Problem details
From the entries underneath, give the number of lines holding the word "positive", without any other words.

(Saved entries)
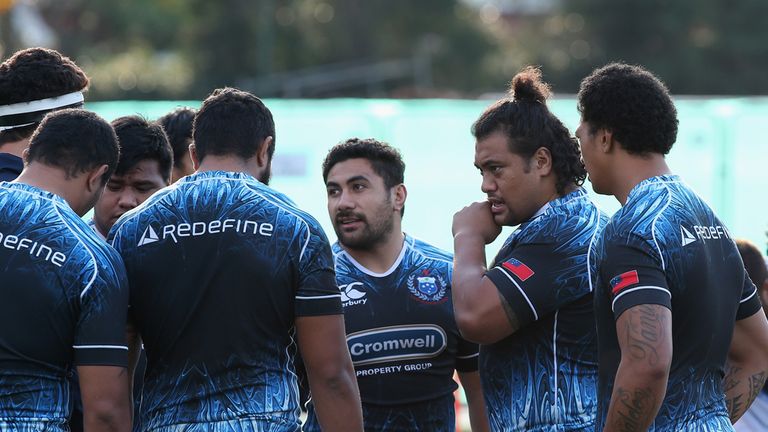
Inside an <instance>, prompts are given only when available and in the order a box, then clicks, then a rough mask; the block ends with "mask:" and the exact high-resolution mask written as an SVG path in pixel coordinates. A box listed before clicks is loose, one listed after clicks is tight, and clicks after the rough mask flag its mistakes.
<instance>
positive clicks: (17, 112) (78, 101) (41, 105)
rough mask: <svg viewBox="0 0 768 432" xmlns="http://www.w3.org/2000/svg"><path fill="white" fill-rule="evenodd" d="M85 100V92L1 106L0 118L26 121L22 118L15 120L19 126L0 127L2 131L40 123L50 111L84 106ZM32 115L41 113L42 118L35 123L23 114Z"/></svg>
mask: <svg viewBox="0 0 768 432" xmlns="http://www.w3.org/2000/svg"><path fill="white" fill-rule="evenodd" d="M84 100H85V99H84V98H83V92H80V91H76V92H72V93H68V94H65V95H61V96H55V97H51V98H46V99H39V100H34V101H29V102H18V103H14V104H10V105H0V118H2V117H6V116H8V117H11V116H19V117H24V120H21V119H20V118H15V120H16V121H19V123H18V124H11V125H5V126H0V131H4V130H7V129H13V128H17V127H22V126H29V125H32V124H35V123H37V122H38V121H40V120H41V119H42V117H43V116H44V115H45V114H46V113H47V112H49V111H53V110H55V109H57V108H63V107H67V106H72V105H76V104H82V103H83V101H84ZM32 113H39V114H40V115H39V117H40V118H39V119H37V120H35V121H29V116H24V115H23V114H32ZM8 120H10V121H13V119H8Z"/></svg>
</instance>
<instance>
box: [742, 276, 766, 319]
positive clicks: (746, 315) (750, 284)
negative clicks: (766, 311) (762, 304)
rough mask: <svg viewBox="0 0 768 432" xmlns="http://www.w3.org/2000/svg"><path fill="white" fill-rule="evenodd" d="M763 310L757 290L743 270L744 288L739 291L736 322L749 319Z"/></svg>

Finished task
2